Problem to solve — Each entry below should be echoed exactly, with pictures omitted.
##########
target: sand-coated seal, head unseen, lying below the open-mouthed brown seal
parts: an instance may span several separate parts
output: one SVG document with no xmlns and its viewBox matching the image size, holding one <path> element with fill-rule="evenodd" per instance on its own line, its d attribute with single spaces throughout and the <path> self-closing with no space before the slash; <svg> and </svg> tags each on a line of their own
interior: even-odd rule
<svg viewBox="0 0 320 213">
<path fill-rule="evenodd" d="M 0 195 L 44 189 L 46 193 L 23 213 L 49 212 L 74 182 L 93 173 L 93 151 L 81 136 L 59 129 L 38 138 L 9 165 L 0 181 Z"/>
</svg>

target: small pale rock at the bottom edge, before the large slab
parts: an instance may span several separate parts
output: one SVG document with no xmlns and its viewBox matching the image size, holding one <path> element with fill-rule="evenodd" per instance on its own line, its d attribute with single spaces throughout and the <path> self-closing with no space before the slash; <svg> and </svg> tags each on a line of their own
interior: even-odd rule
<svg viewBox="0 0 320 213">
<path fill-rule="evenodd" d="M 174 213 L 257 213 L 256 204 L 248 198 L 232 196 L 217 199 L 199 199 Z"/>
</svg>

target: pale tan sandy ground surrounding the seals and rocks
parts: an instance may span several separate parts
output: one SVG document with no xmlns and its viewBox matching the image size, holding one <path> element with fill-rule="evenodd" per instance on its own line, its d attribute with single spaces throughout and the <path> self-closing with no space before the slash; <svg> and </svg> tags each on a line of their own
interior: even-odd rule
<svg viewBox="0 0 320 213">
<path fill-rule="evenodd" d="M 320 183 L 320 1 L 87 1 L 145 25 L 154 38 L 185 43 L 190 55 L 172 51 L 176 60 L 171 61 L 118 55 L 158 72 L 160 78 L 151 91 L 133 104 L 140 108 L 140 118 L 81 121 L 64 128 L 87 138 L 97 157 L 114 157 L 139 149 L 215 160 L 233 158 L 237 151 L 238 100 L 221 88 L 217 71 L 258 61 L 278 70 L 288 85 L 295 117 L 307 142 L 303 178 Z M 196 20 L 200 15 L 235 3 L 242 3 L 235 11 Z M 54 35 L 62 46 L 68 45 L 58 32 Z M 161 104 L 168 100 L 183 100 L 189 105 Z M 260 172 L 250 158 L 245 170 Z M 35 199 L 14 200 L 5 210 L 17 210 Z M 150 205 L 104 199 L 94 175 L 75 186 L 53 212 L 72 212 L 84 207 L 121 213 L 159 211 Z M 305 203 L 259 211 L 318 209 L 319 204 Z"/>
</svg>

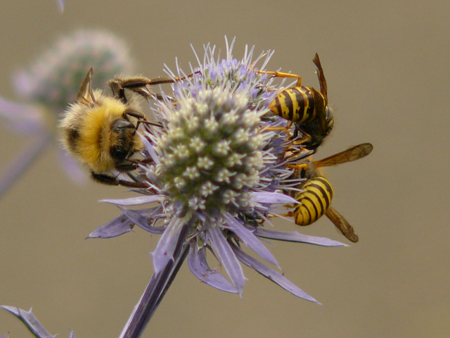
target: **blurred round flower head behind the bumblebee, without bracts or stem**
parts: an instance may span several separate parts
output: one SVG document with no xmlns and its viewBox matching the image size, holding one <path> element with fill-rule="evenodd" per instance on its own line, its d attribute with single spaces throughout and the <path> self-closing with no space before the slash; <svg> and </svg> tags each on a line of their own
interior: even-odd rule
##########
Answer to the exercise —
target: sand-coated seal, head unseen, lying below the open-mouthed brown seal
parts: an instance may span several separate parts
output: one SVG document with no xmlns and its viewBox matching the image size, holding one <path> element with fill-rule="evenodd" per instance on its own line, its d attribute with single spaces throughout and the <path> self-closing with no space before the slash; <svg> and </svg> tags each on a line of their own
interior: even-odd rule
<svg viewBox="0 0 320 213">
<path fill-rule="evenodd" d="M 0 195 L 44 189 L 46 193 L 23 213 L 49 212 L 74 182 L 93 173 L 93 151 L 81 136 L 59 129 L 38 138 L 9 165 L 0 181 Z"/>
</svg>

target: small pale rock at the bottom edge, before the large slab
parts: an instance may span several separate parts
output: one SVG document with no xmlns and its viewBox matching the image size, holding one <path> element with fill-rule="evenodd" per instance on its own line, its d attribute with single spaces throughout and the <path> self-closing with no space before the slash; <svg> and </svg> tags each on a line of their own
interior: even-odd rule
<svg viewBox="0 0 320 213">
<path fill-rule="evenodd" d="M 174 213 L 257 213 L 256 204 L 248 198 L 232 196 L 217 199 L 199 199 Z"/>
</svg>

target: pale tan sandy ground surrounding the seals and rocks
parts: an instance may span several separate parts
output: one SVG document with no xmlns and its viewBox matching the image size, holding one <path> element with fill-rule="evenodd" per instance on its own line, its d attribute with single spaces throughout and the <path> self-closing with no space before the slash; <svg> and </svg> tags each on a line of their own
interior: even-odd rule
<svg viewBox="0 0 320 213">
<path fill-rule="evenodd" d="M 320 183 L 320 1 L 87 1 L 145 25 L 154 38 L 185 43 L 190 55 L 172 51 L 176 60 L 171 61 L 118 55 L 158 72 L 160 78 L 151 91 L 133 104 L 140 108 L 140 118 L 81 121 L 64 128 L 87 138 L 97 157 L 114 157 L 139 149 L 215 160 L 233 158 L 237 151 L 238 100 L 221 88 L 217 71 L 258 61 L 278 70 L 288 85 L 295 117 L 307 142 L 303 178 Z M 196 20 L 200 15 L 235 3 L 242 3 L 235 11 Z M 54 35 L 62 46 L 68 45 L 58 32 Z M 161 104 L 168 100 L 183 100 L 189 105 Z M 260 172 L 250 158 L 245 170 Z M 35 199 L 14 200 L 5 210 L 17 210 Z M 150 205 L 104 199 L 94 175 L 75 186 L 53 212 L 72 212 L 84 207 L 121 213 L 159 211 Z M 305 203 L 259 211 L 318 209 L 319 204 Z"/>
</svg>

target: **blurred round flower head behind the bumblebee, without bracts or stem**
parts: an instance may span several separate parts
output: one SVG document with no xmlns and its viewBox matching the image size, holding one <path> element with fill-rule="evenodd" per instance on its own line, its d attribute with single spaces throughout and the <path> self-closing with no space before the slash; <svg> and </svg> tags each on a line of their own
interior: even-odd rule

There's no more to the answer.